__WRITTEN EXERCISE__: Lay out the rows below as a JSON list of strings, one string per line and blank lines left out, starting at the first line and ending at the line containing "point(55, 138)", both included. Leave the pictures out of the answer.

=-=-=

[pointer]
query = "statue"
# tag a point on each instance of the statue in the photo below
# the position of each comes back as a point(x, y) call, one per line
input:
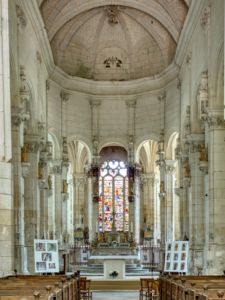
point(203, 153)
point(49, 182)
point(40, 170)
point(24, 153)
point(65, 186)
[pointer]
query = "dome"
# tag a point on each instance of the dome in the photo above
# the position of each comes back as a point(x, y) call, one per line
point(113, 40)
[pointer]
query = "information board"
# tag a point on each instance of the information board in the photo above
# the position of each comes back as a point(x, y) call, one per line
point(176, 258)
point(46, 256)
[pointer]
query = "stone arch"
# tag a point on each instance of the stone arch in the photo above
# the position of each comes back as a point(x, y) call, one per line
point(79, 155)
point(114, 142)
point(219, 79)
point(171, 145)
point(55, 138)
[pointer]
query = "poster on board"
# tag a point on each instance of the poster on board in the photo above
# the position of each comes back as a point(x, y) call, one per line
point(46, 256)
point(176, 257)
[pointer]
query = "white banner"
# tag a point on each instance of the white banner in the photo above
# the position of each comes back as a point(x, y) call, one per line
point(176, 258)
point(46, 256)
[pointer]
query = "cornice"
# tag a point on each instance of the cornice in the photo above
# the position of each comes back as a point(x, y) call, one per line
point(86, 86)
point(115, 88)
point(191, 21)
point(32, 10)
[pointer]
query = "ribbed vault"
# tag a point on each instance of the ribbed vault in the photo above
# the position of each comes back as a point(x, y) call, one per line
point(113, 40)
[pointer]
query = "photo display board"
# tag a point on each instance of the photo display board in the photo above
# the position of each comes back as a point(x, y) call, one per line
point(46, 256)
point(176, 258)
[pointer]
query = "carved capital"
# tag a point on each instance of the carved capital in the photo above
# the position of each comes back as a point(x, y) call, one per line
point(19, 116)
point(42, 184)
point(148, 178)
point(24, 87)
point(170, 166)
point(205, 18)
point(189, 58)
point(204, 166)
point(112, 12)
point(131, 103)
point(34, 142)
point(64, 96)
point(162, 96)
point(216, 122)
point(94, 103)
point(25, 167)
point(56, 169)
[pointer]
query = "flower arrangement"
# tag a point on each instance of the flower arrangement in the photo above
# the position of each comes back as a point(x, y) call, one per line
point(113, 274)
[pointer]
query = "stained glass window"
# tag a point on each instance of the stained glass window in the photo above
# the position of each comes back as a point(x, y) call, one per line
point(113, 199)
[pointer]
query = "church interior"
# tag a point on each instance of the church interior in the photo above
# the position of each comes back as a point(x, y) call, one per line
point(112, 138)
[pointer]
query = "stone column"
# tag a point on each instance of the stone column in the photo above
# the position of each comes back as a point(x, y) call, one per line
point(80, 196)
point(196, 206)
point(57, 172)
point(137, 210)
point(148, 180)
point(216, 219)
point(6, 177)
point(134, 196)
point(31, 206)
point(94, 170)
point(169, 187)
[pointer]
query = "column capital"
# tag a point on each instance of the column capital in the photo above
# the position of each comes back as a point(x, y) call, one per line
point(131, 103)
point(21, 16)
point(94, 103)
point(170, 165)
point(19, 116)
point(162, 96)
point(148, 178)
point(64, 96)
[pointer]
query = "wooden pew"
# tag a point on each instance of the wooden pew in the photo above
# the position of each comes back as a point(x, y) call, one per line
point(188, 287)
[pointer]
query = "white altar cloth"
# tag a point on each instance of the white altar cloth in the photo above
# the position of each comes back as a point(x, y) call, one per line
point(114, 263)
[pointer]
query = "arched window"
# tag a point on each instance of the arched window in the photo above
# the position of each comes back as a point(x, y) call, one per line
point(113, 200)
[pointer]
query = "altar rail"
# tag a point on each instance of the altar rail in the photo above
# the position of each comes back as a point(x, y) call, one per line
point(175, 287)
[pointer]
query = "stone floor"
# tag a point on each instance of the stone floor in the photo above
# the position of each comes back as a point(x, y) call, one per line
point(115, 295)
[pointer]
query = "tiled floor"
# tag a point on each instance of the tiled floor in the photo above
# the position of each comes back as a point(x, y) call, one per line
point(113, 295)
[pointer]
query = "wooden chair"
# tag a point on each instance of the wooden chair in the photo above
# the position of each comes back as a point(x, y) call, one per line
point(85, 289)
point(145, 291)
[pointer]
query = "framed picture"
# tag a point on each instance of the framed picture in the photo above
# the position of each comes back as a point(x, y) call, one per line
point(46, 256)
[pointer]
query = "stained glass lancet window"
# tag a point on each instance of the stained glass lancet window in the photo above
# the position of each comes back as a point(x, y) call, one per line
point(113, 199)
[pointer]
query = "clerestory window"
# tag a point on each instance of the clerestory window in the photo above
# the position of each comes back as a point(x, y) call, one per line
point(113, 200)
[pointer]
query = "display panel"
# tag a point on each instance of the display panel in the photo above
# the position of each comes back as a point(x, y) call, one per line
point(176, 257)
point(46, 256)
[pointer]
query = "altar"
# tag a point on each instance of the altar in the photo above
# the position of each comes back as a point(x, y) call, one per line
point(114, 263)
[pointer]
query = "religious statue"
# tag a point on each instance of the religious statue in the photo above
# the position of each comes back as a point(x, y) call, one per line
point(24, 153)
point(49, 182)
point(65, 186)
point(187, 171)
point(203, 153)
point(40, 170)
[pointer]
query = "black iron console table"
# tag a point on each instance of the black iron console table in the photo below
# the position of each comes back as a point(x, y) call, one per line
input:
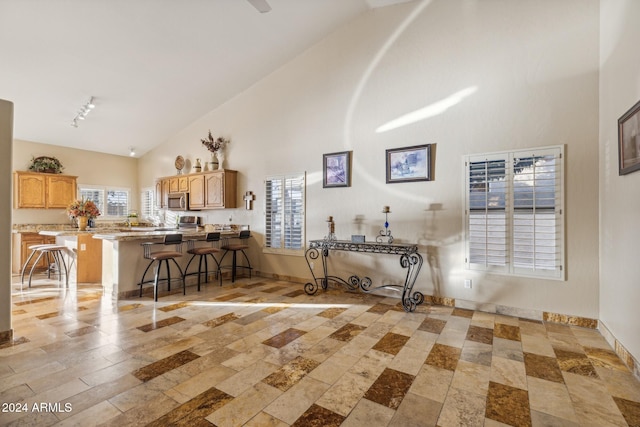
point(409, 259)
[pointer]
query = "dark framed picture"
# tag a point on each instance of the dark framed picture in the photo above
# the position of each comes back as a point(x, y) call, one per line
point(629, 140)
point(409, 164)
point(336, 169)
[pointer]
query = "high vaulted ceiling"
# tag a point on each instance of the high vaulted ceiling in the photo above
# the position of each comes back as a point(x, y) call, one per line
point(152, 66)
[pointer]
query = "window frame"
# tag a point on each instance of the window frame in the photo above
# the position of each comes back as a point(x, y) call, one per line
point(514, 214)
point(282, 250)
point(105, 190)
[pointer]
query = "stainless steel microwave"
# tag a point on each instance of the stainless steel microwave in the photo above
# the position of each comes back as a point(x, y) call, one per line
point(178, 201)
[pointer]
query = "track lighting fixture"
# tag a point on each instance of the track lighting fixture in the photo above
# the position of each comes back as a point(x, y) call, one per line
point(82, 113)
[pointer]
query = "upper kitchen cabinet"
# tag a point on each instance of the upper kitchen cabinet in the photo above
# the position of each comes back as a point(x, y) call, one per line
point(179, 184)
point(43, 190)
point(207, 190)
point(220, 189)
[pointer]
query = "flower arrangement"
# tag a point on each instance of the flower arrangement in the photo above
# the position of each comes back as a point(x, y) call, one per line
point(82, 207)
point(215, 144)
point(46, 164)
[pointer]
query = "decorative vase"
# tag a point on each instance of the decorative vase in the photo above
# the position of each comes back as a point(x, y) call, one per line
point(213, 165)
point(82, 223)
point(220, 156)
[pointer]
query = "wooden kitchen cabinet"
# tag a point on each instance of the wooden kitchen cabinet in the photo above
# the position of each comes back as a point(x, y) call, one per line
point(163, 187)
point(207, 190)
point(179, 184)
point(43, 190)
point(20, 252)
point(88, 259)
point(220, 189)
point(196, 191)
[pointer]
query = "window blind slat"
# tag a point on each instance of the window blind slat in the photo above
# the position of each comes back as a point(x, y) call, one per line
point(514, 204)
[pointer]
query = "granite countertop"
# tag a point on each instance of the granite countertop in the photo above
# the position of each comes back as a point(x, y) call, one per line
point(158, 234)
point(136, 233)
point(122, 233)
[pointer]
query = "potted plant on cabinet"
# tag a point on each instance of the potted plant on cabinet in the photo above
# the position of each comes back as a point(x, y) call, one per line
point(46, 164)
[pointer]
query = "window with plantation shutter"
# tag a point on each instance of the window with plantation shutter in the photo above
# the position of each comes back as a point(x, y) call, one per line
point(147, 203)
point(284, 214)
point(514, 212)
point(112, 202)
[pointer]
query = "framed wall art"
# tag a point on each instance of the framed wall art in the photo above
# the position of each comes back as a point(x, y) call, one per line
point(409, 164)
point(336, 169)
point(629, 141)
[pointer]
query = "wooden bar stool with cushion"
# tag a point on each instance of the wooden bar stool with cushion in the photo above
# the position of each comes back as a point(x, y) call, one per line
point(51, 251)
point(235, 248)
point(202, 251)
point(160, 257)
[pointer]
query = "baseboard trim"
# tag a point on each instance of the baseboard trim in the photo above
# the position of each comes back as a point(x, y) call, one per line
point(622, 352)
point(6, 336)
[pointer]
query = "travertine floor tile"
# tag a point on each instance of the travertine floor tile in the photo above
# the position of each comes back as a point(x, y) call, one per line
point(262, 353)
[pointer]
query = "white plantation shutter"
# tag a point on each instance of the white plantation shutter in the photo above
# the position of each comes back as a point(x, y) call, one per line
point(514, 212)
point(284, 214)
point(147, 202)
point(487, 219)
point(112, 202)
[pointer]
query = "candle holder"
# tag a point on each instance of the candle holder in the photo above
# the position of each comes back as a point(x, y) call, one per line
point(331, 230)
point(386, 233)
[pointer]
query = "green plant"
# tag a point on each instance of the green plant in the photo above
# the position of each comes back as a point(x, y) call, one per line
point(46, 164)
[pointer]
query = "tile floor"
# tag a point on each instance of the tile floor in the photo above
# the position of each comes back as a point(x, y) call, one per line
point(262, 353)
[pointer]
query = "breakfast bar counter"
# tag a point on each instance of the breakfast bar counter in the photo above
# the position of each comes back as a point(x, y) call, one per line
point(120, 261)
point(123, 261)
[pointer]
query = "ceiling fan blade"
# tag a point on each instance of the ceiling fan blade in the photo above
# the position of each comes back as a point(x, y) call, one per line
point(261, 5)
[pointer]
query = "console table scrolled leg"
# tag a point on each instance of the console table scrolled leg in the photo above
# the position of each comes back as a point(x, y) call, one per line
point(311, 288)
point(413, 264)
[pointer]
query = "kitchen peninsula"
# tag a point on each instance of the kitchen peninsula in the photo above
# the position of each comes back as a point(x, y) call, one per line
point(122, 256)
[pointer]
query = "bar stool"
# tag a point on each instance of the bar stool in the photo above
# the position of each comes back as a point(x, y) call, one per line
point(160, 257)
point(203, 251)
point(33, 248)
point(51, 251)
point(240, 246)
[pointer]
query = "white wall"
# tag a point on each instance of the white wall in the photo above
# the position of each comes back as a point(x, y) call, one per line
point(90, 167)
point(534, 67)
point(6, 135)
point(619, 195)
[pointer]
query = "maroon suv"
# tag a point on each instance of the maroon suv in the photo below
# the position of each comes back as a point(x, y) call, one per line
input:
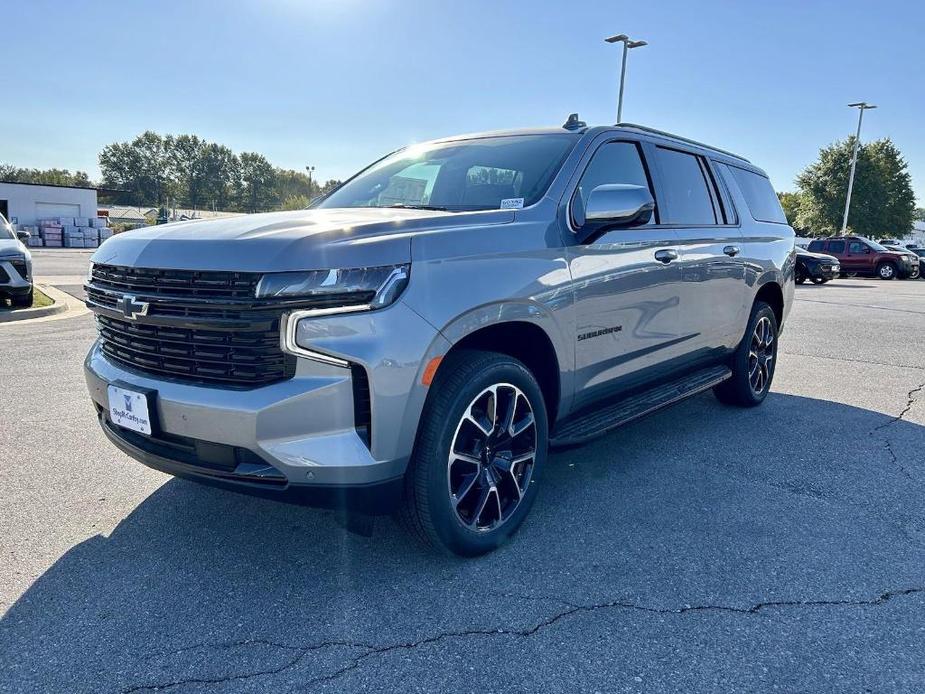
point(864, 257)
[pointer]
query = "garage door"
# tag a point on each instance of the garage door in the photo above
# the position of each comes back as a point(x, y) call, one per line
point(45, 210)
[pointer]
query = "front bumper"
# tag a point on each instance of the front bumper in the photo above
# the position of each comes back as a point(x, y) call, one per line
point(302, 430)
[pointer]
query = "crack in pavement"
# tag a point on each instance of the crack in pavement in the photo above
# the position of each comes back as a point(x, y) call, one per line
point(372, 650)
point(850, 360)
point(911, 397)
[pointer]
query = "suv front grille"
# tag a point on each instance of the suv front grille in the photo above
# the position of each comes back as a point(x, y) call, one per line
point(201, 327)
point(20, 267)
point(205, 356)
point(176, 283)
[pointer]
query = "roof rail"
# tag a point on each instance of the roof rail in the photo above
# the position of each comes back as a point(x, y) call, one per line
point(663, 133)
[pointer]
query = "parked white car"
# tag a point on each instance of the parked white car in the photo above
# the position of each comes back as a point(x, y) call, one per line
point(15, 266)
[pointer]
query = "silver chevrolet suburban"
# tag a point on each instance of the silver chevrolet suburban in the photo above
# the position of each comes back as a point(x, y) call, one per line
point(420, 337)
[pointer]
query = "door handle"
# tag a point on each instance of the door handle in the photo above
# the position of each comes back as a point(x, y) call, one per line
point(666, 255)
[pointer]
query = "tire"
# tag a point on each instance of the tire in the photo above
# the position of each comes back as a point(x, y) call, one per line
point(886, 271)
point(470, 503)
point(748, 388)
point(22, 301)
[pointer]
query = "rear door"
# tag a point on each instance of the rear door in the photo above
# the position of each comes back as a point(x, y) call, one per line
point(626, 300)
point(858, 256)
point(712, 290)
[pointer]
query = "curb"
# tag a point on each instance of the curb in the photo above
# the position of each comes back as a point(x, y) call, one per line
point(64, 306)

=-=-=

__FULL ANSWER__:
[
  "[pointer]",
  "query = \"statue\"",
  "# tag a point on each instance of the statue in the photo below",
  "# the position of each comes back as a point(x, y) call, one per line",
  "input:",
  "point(203, 153)",
  "point(49, 182)",
  "point(40, 170)",
  "point(24, 153)",
  "point(65, 186)",
  "[pointer]",
  "query = \"dome\"",
  "# tag a point on each instance of the dome in the photo above",
  "# the position of each comes back as a point(x, y) call, one per line",
  "point(113, 40)",
  "[pointer]",
  "query = \"information board\"",
  "# tag a point on each instance of the information board in the photo above",
  "# the position of each comes back as a point(x, y) call, one per line",
  "point(176, 258)",
  "point(46, 256)",
  "[pointer]",
  "query = \"stone arch\"",
  "# tag a point on each instance of the stone arch in the photo above",
  "# the position of each comes back as a point(x, y) call, one per line",
  "point(79, 155)",
  "point(114, 142)",
  "point(219, 79)",
  "point(171, 145)",
  "point(55, 138)"
]